Stored data:
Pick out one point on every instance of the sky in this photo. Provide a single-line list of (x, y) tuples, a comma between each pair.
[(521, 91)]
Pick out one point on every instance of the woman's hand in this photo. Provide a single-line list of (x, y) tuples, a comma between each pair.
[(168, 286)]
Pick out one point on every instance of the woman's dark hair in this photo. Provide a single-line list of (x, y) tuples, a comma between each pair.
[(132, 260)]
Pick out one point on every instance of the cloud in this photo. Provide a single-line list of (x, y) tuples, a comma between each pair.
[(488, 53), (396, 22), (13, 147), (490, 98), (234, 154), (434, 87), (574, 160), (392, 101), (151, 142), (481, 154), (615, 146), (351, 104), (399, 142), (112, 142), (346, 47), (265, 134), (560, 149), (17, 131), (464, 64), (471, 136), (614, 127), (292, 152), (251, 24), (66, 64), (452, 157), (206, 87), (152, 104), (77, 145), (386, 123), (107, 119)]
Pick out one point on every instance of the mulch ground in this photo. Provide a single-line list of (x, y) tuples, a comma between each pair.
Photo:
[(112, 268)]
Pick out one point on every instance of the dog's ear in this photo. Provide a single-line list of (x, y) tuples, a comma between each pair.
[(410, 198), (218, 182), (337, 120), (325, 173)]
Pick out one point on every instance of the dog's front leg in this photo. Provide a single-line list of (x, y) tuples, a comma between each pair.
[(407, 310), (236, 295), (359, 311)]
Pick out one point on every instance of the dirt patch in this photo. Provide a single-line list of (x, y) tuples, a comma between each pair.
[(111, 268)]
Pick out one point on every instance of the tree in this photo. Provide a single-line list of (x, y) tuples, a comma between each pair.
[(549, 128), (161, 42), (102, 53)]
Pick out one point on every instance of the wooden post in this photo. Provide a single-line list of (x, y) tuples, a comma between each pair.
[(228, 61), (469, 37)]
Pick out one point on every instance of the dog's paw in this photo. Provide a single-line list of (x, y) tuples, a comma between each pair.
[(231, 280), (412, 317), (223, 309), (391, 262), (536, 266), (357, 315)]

---

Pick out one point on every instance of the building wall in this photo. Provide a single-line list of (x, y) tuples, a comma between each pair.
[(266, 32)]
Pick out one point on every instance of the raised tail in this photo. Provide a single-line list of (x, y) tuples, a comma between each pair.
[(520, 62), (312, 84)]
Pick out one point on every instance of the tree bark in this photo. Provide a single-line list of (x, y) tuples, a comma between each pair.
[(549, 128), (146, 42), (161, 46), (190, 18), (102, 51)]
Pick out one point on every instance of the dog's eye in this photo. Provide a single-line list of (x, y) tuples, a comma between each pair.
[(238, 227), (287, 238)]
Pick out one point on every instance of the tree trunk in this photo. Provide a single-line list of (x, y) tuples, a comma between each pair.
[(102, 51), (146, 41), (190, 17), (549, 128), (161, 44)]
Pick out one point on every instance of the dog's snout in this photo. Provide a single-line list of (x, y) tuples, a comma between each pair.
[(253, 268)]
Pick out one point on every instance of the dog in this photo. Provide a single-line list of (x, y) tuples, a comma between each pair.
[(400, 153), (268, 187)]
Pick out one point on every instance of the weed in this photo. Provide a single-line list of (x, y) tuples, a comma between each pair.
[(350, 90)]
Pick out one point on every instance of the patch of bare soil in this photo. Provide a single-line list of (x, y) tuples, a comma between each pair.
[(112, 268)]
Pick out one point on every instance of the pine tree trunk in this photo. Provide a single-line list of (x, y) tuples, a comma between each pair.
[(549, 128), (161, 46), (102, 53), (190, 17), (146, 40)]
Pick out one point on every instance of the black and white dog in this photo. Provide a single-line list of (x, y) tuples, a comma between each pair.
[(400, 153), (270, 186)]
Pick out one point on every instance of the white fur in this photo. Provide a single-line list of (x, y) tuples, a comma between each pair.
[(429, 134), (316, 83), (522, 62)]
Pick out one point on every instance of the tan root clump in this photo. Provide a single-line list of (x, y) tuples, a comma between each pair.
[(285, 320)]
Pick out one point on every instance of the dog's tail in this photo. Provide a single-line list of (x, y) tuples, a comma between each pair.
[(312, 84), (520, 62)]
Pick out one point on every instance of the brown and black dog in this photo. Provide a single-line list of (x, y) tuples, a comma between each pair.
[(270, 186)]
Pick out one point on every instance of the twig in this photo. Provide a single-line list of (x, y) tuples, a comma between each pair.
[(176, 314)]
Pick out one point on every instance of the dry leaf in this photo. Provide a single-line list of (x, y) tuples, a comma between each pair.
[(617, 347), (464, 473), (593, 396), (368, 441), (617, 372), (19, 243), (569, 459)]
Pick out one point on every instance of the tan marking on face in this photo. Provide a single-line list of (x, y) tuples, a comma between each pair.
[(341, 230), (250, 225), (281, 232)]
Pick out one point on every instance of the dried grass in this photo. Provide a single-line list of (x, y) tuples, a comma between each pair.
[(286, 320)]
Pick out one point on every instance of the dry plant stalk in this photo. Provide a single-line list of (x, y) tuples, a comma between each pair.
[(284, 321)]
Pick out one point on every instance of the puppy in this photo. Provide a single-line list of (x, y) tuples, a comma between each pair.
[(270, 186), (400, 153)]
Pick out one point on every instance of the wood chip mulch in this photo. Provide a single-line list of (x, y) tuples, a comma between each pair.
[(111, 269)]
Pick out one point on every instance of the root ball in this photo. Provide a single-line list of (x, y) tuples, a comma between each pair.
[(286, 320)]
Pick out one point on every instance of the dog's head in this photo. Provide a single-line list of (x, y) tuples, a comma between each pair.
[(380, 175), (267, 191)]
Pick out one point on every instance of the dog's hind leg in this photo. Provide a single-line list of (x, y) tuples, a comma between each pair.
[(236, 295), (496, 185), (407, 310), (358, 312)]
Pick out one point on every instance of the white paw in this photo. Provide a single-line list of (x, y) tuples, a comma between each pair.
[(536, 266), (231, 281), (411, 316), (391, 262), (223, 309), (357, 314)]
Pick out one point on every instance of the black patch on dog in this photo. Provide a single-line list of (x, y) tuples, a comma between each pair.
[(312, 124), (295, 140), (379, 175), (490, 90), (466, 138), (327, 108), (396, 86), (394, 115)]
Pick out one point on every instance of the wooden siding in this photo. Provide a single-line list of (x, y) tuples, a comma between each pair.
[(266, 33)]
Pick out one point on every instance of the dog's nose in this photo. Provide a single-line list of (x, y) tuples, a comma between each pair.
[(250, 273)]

## What the exercise asks
Reproduce everything from the line containing "Pick out one point on every instance of the sky" down to the line containing "[(132, 260)]", both lines included, and switch each "woman's" to "person's" while leaving all else unchanged.

## Result of the task
Pick out one point on every instance of the sky in this photo. Provide a single-line list of (x, y) tuples, a comma between each pair.
[(521, 91)]
Pick out one point on every instance of the person's hand in this photo. Provide a single-line list of (x, y) tuples, a comma between each pair.
[(168, 286)]
Pick out one point on every instance of the person's dark hair in this photo. Provide a single-line list of (x, y) tuples, a comma between each pair.
[(132, 260)]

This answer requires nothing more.